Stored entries
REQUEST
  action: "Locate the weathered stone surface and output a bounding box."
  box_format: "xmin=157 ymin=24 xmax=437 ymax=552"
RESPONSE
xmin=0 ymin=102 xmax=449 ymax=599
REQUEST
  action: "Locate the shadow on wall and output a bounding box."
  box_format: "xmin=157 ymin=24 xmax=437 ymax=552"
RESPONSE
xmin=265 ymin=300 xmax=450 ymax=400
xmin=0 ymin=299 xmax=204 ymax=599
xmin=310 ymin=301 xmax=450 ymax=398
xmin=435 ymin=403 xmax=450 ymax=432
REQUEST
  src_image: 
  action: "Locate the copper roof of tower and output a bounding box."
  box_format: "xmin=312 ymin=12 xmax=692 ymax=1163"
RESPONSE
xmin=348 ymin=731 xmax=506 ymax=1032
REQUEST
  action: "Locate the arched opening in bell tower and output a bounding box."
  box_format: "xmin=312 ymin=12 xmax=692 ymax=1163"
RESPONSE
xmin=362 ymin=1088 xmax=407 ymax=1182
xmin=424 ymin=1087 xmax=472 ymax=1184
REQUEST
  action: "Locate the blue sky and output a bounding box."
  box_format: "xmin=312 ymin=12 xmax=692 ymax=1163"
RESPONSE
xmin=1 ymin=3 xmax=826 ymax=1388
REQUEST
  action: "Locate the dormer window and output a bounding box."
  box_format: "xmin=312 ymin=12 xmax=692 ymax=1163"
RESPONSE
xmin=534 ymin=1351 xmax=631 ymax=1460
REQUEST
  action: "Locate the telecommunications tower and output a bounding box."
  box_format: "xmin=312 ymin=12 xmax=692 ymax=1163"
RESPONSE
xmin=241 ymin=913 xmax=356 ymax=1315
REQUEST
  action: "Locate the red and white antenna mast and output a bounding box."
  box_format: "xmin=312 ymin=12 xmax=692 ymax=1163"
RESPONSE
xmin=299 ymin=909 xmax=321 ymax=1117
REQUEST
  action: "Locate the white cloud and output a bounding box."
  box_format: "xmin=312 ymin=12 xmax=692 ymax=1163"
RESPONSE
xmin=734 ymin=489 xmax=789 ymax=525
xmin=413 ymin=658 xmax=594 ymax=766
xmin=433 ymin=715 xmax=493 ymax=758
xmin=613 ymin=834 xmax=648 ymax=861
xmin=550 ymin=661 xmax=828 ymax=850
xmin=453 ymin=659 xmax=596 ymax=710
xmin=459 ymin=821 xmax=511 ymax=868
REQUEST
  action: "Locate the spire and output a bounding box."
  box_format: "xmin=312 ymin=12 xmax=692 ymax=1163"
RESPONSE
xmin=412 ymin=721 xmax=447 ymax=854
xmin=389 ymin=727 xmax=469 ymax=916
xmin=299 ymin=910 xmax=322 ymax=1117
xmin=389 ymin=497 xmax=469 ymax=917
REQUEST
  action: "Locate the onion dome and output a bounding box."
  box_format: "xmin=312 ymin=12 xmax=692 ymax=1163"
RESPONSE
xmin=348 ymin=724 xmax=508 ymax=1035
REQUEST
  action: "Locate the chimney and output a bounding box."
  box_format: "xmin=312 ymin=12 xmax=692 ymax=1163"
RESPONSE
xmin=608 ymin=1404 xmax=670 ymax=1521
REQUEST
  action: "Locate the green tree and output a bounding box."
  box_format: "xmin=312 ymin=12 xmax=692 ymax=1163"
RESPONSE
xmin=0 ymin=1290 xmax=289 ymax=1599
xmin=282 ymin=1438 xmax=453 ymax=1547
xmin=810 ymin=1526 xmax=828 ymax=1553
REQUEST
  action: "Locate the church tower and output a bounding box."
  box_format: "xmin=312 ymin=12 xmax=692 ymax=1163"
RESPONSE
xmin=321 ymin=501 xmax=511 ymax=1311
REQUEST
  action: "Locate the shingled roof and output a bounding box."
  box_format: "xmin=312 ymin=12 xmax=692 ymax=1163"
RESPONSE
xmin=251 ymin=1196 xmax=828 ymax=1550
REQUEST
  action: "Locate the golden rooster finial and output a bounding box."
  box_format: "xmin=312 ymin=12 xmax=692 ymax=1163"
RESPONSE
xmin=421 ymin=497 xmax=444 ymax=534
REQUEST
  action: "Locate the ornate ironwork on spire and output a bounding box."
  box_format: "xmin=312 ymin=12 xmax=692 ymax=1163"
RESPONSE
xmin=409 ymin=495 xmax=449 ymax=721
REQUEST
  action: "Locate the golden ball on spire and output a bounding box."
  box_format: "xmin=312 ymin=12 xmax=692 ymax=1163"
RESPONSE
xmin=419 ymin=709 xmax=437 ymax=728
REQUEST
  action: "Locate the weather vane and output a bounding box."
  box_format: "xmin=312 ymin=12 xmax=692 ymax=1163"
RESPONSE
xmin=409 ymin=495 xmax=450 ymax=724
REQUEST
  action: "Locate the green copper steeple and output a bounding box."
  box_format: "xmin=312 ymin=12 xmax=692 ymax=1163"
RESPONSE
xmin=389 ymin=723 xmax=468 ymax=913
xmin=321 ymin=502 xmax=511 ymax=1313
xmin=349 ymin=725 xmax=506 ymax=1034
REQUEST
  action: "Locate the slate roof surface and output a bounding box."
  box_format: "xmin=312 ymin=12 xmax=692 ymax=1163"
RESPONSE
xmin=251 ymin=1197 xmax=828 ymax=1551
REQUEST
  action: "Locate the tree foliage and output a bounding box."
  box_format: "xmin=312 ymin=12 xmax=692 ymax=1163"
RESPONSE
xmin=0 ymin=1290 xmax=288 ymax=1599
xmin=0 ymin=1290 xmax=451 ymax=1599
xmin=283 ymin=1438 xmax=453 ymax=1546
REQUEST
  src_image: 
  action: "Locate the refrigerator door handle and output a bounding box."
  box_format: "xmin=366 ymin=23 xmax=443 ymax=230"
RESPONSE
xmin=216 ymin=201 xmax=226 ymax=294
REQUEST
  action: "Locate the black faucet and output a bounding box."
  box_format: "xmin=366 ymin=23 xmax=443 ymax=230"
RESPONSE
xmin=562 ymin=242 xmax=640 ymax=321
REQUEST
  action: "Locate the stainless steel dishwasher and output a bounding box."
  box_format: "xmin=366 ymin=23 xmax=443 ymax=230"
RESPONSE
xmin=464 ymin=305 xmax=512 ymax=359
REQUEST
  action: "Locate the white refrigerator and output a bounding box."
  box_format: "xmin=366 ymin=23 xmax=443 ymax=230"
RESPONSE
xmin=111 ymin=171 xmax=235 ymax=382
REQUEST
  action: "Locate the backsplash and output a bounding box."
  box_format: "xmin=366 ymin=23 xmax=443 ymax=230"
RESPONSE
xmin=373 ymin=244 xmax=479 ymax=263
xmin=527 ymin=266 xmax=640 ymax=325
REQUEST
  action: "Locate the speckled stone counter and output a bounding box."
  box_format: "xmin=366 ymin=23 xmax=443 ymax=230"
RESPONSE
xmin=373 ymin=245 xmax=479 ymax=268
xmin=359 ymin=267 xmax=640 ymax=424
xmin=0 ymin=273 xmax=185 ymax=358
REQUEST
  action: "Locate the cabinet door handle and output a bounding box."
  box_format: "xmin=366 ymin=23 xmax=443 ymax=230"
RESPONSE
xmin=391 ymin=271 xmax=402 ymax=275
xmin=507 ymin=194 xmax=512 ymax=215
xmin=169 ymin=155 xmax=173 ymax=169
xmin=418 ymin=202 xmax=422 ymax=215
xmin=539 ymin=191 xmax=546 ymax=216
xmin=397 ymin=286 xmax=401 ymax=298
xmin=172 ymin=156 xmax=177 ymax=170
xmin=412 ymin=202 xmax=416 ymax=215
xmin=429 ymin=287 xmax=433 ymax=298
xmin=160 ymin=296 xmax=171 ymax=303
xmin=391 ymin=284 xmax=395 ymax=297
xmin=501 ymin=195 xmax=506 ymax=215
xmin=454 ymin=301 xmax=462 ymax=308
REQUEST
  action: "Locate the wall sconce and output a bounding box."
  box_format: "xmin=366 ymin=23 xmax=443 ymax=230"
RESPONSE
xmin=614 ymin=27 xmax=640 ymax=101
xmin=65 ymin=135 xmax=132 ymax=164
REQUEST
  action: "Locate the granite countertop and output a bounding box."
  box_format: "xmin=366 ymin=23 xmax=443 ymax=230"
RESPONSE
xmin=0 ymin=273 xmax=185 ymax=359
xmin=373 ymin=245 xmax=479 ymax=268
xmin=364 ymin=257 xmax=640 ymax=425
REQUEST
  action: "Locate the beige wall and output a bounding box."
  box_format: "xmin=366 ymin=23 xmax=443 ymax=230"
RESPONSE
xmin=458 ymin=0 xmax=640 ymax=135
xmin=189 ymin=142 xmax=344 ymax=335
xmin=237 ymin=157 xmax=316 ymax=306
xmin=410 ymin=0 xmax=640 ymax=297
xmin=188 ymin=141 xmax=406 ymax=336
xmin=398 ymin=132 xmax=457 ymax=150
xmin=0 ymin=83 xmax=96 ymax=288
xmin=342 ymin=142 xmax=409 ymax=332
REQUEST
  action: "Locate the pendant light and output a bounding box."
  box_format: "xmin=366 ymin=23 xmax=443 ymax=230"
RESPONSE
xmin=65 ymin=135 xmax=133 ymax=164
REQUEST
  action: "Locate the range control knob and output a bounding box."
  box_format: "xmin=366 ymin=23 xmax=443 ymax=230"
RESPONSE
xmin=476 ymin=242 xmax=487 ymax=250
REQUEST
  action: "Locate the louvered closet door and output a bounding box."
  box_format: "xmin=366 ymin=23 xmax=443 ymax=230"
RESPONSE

— Task directions —
Nothing but the lines from the one with "the louvered closet" through the last line of the records above should be retyped, and those word for word.

— Answer —
  action: "Locate the louvered closet door and output a bounding box."
  box_format: "xmin=366 ymin=23 xmax=443 ymax=230"
RESPONSE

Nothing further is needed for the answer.